Although the data below holds other lines too, output only those from the line with "Target: strawberry stem" up to and including the line with "red berry in the photo above.", exactly as they appear.

(Material to process)

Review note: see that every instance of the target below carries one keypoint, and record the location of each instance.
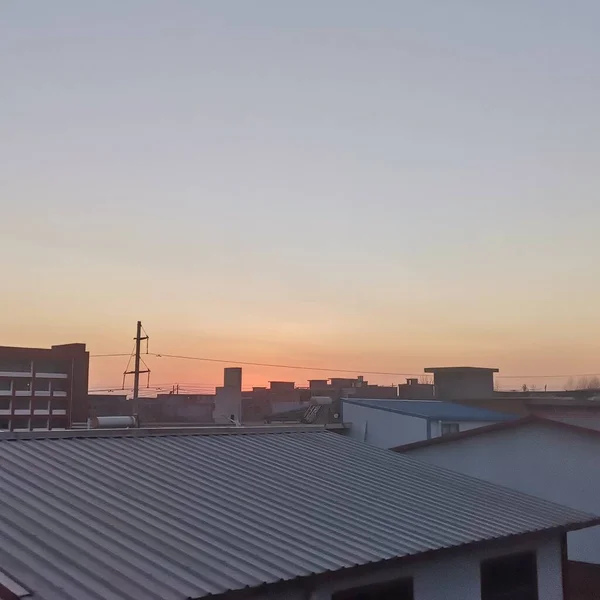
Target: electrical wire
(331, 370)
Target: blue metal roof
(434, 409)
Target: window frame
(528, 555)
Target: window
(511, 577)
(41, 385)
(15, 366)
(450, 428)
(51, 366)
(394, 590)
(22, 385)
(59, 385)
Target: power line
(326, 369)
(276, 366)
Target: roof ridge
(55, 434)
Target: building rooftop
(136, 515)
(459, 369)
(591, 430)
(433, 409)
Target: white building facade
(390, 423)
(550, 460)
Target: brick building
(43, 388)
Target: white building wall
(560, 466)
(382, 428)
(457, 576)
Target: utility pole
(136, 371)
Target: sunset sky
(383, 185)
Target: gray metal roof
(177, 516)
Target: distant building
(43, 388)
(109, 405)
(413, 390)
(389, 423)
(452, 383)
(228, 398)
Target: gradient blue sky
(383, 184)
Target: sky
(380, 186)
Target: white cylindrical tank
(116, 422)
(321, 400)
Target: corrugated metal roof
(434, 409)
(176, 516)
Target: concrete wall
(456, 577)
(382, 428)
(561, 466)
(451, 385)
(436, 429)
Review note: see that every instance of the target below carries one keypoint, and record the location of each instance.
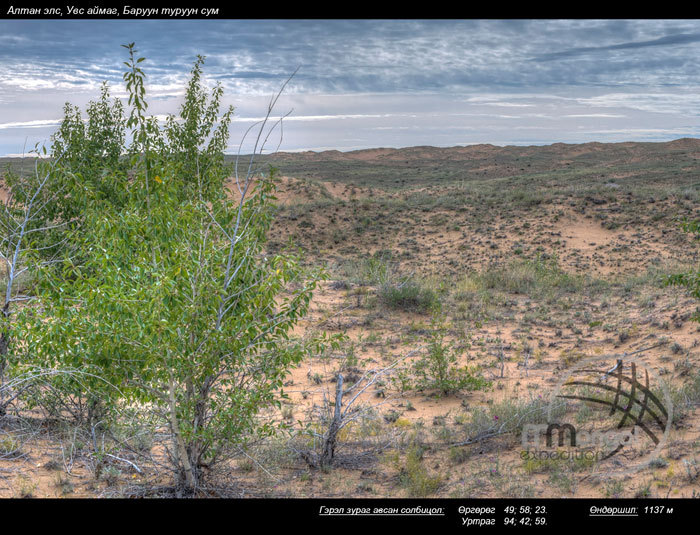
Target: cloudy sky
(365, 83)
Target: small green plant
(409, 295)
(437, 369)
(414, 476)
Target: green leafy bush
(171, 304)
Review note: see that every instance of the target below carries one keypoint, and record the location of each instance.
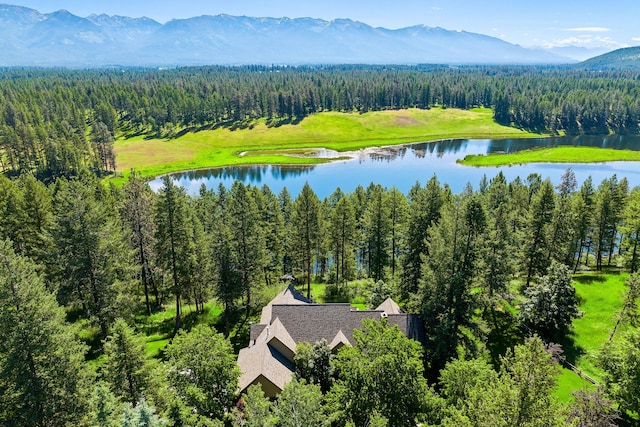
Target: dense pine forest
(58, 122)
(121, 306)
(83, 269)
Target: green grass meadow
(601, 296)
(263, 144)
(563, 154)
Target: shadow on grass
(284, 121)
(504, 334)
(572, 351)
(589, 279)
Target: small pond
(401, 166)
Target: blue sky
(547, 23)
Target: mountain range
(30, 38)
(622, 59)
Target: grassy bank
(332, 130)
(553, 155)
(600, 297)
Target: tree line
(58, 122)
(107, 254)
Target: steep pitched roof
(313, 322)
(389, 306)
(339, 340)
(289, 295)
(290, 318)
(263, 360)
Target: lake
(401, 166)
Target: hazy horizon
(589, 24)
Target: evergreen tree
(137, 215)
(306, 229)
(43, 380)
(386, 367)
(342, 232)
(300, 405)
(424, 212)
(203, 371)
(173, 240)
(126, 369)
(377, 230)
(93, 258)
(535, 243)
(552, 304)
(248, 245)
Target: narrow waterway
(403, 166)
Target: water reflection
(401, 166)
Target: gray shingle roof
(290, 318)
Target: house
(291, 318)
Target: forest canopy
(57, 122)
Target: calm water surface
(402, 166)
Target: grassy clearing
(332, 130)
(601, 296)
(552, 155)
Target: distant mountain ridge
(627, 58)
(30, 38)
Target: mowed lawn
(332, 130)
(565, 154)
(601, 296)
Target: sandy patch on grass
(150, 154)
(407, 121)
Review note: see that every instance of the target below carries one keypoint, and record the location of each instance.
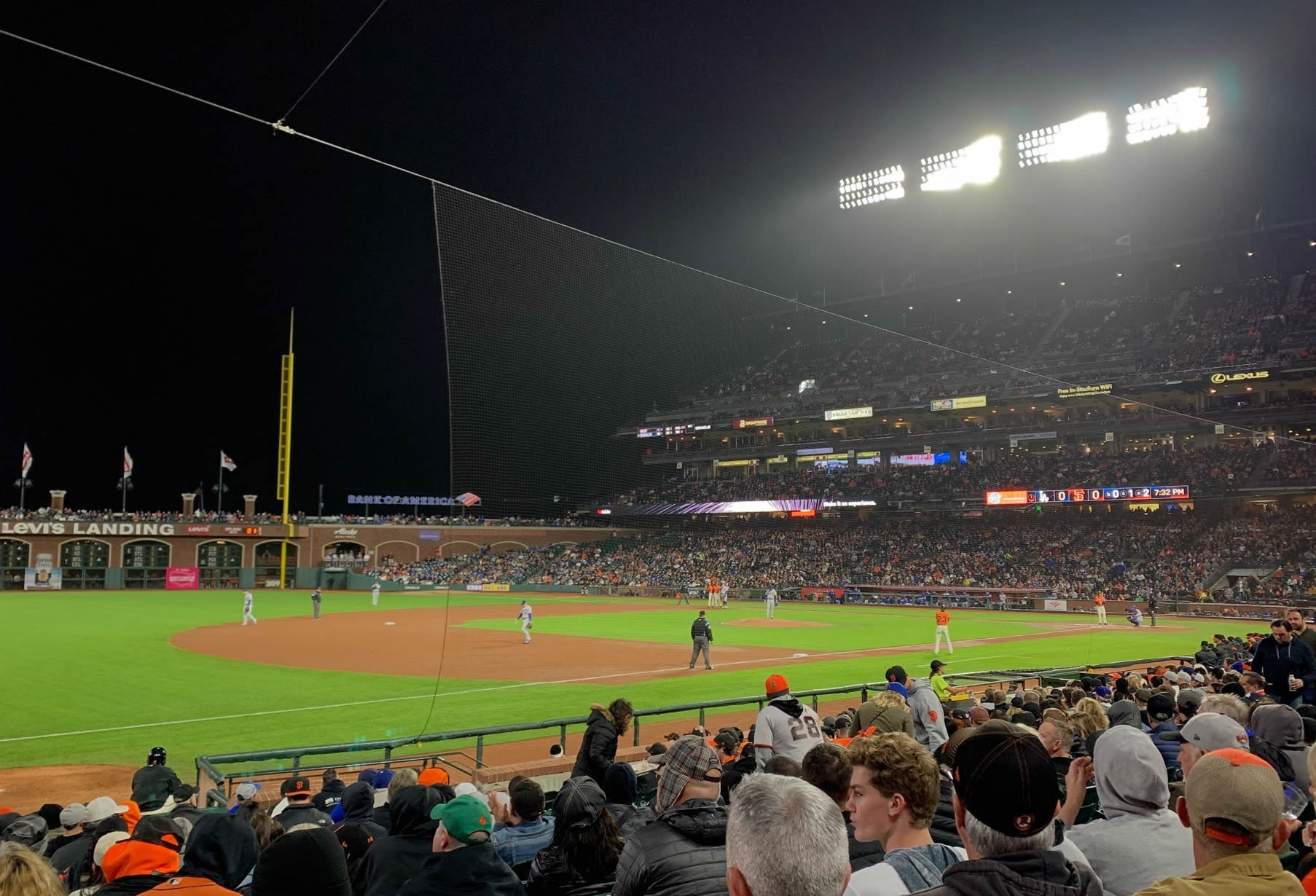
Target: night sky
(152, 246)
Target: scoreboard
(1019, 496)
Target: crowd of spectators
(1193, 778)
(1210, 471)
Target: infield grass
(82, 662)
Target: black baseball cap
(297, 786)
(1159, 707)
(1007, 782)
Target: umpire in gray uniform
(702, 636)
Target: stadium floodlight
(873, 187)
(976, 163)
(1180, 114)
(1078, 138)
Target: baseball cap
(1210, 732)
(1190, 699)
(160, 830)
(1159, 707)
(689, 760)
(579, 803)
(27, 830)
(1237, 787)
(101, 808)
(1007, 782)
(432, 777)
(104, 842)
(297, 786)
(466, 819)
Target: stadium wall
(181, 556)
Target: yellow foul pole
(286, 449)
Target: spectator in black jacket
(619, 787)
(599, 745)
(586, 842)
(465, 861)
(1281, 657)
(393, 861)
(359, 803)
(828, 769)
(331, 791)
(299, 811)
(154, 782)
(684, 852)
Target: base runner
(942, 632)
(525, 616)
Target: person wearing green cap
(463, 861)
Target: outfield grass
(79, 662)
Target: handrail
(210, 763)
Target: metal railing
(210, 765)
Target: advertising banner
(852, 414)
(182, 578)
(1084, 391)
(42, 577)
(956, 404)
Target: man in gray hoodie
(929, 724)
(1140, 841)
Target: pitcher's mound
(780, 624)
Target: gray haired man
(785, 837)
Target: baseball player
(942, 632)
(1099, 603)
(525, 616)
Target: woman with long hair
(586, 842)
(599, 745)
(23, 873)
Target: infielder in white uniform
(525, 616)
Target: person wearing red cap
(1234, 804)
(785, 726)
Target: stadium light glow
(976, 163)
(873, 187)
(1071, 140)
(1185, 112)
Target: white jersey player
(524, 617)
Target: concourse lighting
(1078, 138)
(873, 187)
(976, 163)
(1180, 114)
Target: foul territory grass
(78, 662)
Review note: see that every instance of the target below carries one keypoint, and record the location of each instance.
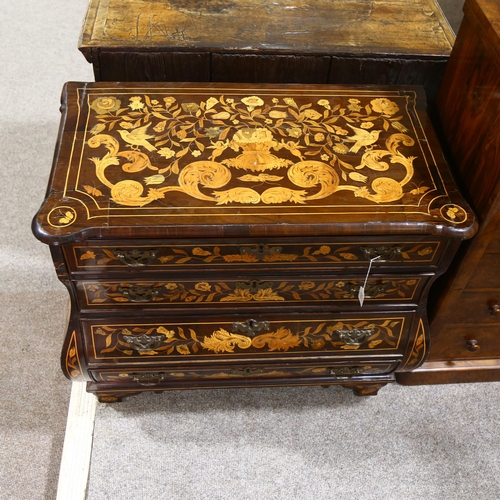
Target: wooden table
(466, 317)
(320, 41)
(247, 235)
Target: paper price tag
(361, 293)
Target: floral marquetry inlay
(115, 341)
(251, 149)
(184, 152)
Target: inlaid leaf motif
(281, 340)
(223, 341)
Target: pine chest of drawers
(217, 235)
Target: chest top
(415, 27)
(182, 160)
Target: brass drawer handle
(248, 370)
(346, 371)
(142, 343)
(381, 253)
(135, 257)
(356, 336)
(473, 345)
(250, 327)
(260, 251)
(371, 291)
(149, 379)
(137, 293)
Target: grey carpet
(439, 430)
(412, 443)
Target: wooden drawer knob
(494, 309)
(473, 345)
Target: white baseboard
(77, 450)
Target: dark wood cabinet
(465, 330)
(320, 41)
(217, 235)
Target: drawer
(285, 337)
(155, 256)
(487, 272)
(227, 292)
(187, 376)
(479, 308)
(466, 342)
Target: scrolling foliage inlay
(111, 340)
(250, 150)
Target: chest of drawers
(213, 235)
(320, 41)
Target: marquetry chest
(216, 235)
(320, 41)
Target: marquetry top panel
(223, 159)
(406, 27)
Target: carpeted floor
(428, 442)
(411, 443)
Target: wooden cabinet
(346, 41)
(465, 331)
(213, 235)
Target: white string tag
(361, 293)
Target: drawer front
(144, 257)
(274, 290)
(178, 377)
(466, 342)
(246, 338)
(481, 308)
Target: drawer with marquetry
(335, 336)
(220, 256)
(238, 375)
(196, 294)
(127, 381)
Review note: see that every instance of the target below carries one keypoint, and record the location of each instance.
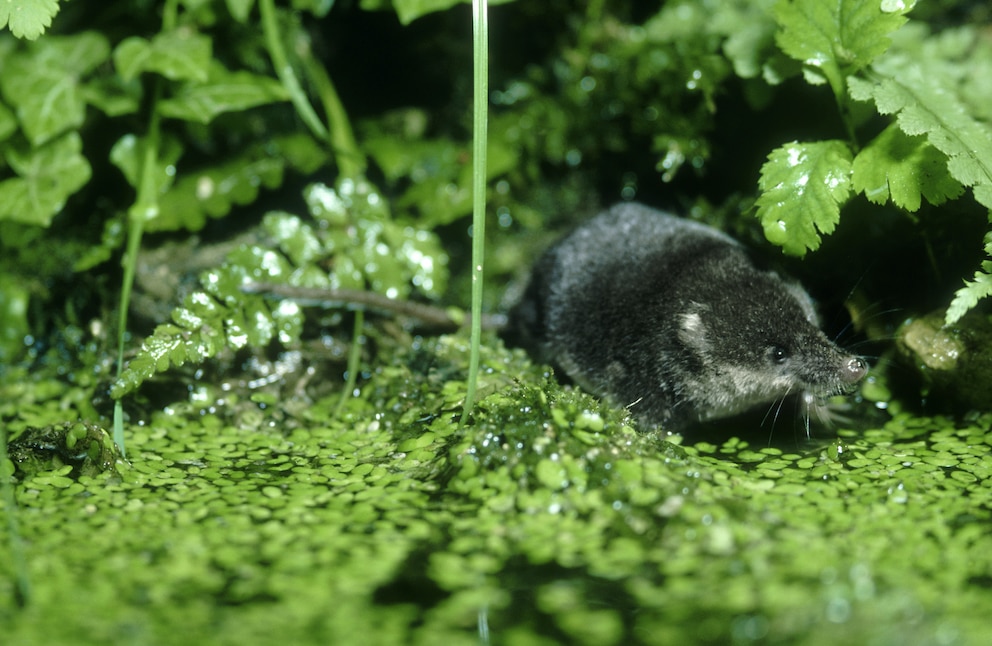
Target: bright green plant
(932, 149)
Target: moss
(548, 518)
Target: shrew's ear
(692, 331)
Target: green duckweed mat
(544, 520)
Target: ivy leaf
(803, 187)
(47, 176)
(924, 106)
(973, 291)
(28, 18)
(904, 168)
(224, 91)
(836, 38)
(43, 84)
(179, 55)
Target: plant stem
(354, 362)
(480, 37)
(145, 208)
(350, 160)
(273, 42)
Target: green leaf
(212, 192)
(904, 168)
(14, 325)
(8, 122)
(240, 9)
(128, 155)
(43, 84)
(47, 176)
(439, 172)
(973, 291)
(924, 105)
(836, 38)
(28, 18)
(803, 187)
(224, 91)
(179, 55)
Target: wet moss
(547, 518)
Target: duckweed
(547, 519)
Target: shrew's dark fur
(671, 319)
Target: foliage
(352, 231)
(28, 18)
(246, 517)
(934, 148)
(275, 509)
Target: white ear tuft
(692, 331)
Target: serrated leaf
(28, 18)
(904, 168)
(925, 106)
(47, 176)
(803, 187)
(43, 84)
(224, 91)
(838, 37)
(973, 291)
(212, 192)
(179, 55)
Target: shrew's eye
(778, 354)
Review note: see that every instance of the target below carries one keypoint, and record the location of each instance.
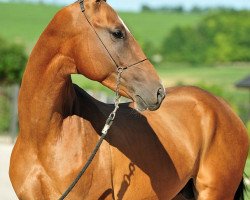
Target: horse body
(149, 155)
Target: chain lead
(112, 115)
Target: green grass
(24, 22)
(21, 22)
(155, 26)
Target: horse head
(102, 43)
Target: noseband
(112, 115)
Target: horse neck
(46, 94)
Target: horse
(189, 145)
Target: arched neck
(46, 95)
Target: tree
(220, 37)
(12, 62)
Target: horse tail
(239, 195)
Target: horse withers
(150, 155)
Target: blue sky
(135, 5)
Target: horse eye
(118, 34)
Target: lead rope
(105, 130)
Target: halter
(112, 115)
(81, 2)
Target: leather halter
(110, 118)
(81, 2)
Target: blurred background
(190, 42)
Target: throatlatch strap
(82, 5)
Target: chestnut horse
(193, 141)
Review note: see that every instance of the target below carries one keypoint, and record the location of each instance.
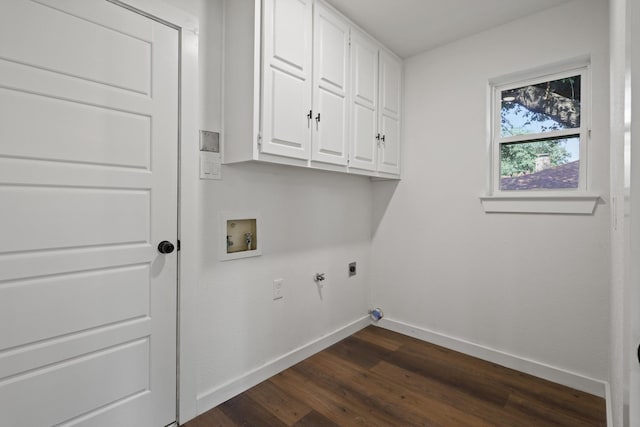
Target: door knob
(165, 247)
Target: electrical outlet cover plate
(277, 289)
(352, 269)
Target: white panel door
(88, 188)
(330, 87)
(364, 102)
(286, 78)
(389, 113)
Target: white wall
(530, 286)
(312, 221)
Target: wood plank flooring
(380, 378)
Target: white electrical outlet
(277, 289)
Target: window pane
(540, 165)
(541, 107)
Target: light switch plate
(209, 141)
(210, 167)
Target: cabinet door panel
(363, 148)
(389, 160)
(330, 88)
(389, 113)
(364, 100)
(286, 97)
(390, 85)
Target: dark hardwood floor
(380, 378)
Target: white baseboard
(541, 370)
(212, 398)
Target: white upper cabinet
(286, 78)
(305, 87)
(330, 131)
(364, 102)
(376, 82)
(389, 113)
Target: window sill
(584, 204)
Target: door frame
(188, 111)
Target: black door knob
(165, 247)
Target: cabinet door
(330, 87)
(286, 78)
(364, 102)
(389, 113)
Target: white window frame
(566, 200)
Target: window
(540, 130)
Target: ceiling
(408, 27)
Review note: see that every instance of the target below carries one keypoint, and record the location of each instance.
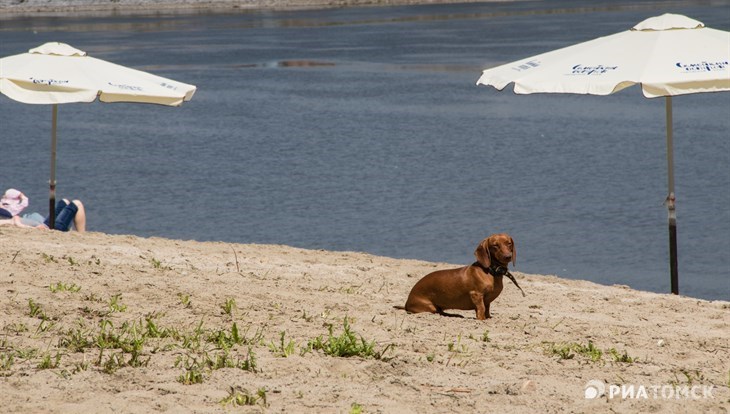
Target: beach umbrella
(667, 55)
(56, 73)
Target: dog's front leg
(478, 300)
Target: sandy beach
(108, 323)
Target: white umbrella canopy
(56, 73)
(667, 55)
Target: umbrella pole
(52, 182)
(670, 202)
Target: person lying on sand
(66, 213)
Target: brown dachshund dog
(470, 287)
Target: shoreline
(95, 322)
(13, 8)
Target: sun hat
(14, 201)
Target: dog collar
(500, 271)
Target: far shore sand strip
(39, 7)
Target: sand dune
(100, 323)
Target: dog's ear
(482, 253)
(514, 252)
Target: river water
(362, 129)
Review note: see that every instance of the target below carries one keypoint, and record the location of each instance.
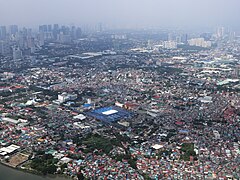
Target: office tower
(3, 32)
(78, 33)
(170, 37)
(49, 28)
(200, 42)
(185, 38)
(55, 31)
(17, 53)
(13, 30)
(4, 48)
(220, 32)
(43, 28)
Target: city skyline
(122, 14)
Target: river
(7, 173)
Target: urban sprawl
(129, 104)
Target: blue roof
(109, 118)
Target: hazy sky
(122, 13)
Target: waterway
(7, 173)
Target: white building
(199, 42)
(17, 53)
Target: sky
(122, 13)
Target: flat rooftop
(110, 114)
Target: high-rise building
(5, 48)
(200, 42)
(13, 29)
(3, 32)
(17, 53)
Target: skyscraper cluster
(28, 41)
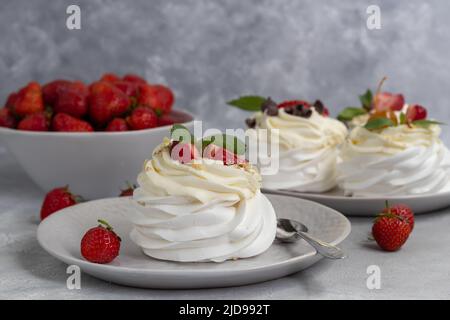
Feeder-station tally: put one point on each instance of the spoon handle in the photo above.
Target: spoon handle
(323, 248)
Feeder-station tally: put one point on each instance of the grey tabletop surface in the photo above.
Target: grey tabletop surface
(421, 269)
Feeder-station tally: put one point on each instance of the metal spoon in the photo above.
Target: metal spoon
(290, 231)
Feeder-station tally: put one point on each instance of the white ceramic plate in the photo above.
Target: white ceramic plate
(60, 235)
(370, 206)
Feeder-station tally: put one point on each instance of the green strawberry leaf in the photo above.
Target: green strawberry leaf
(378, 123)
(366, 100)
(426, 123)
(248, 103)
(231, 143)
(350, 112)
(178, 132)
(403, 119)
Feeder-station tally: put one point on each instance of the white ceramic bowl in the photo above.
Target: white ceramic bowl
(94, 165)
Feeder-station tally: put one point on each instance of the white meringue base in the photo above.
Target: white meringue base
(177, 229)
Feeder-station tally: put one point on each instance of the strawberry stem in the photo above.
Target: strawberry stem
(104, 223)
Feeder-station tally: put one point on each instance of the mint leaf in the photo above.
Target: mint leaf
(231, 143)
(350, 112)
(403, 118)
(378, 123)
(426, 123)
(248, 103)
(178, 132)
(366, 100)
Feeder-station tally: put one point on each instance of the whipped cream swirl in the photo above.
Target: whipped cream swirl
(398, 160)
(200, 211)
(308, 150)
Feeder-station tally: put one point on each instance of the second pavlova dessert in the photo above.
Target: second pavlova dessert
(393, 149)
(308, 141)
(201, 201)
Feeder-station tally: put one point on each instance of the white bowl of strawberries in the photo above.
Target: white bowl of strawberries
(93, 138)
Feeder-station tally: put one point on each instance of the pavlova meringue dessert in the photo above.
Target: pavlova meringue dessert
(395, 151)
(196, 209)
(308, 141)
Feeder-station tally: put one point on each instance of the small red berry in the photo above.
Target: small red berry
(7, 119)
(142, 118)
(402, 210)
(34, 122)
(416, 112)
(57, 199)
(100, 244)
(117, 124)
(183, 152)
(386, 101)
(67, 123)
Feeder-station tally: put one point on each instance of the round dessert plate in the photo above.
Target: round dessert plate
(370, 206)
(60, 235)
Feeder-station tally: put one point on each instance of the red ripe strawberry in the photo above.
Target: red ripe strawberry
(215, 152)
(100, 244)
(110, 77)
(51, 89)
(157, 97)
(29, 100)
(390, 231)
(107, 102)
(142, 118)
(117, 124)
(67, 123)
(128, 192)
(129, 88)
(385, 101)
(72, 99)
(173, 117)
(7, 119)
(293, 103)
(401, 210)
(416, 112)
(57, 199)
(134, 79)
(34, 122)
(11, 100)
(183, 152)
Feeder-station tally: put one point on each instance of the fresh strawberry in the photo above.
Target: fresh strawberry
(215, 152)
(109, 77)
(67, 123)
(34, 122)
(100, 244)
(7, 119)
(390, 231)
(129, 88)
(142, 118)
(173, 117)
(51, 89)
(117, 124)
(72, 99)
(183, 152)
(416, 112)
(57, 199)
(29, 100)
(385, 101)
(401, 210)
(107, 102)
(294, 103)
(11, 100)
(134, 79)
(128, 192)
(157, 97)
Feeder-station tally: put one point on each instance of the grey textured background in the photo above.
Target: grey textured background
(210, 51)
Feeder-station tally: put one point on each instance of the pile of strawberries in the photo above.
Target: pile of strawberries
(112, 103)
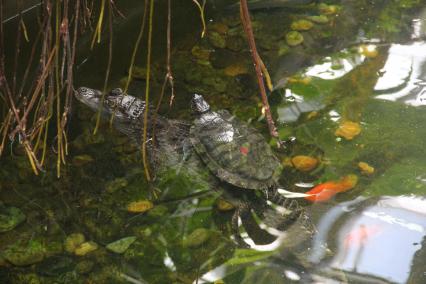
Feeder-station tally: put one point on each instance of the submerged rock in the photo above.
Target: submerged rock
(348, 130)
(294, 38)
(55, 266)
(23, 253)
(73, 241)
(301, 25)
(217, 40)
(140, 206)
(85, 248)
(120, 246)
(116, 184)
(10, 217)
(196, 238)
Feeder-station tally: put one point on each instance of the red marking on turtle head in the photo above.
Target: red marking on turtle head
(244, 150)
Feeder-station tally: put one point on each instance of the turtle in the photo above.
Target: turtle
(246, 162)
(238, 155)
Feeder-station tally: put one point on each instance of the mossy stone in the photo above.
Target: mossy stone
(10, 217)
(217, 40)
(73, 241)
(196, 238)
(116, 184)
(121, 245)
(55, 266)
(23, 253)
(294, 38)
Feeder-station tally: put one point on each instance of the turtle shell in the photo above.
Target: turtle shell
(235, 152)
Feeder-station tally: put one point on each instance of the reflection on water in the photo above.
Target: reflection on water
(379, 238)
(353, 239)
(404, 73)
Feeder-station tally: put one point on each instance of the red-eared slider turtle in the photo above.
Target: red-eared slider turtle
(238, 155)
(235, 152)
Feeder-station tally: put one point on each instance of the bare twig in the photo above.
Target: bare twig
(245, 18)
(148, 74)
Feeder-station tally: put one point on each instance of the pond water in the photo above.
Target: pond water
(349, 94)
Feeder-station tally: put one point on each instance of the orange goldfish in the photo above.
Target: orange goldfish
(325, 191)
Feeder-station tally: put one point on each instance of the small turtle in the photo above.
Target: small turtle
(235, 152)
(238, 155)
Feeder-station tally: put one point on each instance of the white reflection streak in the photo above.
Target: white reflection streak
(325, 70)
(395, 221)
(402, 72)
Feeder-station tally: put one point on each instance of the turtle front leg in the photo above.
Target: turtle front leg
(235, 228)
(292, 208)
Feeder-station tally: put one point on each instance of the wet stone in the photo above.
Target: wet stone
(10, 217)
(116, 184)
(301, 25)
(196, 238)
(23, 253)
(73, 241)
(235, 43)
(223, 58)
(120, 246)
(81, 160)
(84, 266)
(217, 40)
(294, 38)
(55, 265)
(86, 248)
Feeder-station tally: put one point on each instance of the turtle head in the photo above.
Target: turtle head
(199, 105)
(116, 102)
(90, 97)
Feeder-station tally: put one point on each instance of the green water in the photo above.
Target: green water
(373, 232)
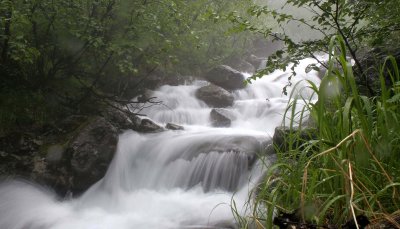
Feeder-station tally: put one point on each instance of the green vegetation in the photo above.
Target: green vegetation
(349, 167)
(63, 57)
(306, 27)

(End Material to process)

● Solution to this task:
Target: strawberry stem
(104, 223)
Feeder-station tally: put one point on each instance of the mint leaf in the photo above.
Target: mint leaf
(231, 143)
(350, 112)
(403, 118)
(378, 123)
(426, 123)
(248, 103)
(178, 132)
(366, 100)
Feeder-station tally: put one point on each instance of the whipped cream swirl in the photo above.
Target: whipped cream swirl
(398, 160)
(200, 211)
(308, 150)
Feeder-station tally: put one point on each instance of the second pavlova dessert in the photo above.
Target: second pavlova dessert
(393, 149)
(308, 141)
(201, 201)
Feeder-station tally: put one point on each instance of the white bowl of strawberries in the photo above.
Target: white bowl of strawberries
(93, 138)
Feeder-station tally: put one point on each instance of the pavlova meringue dessert in the photo above.
Target: pavlova meringue dessert
(395, 151)
(196, 209)
(308, 141)
Feeder-station tally: put one point on each instance of the small red berry in the photo above.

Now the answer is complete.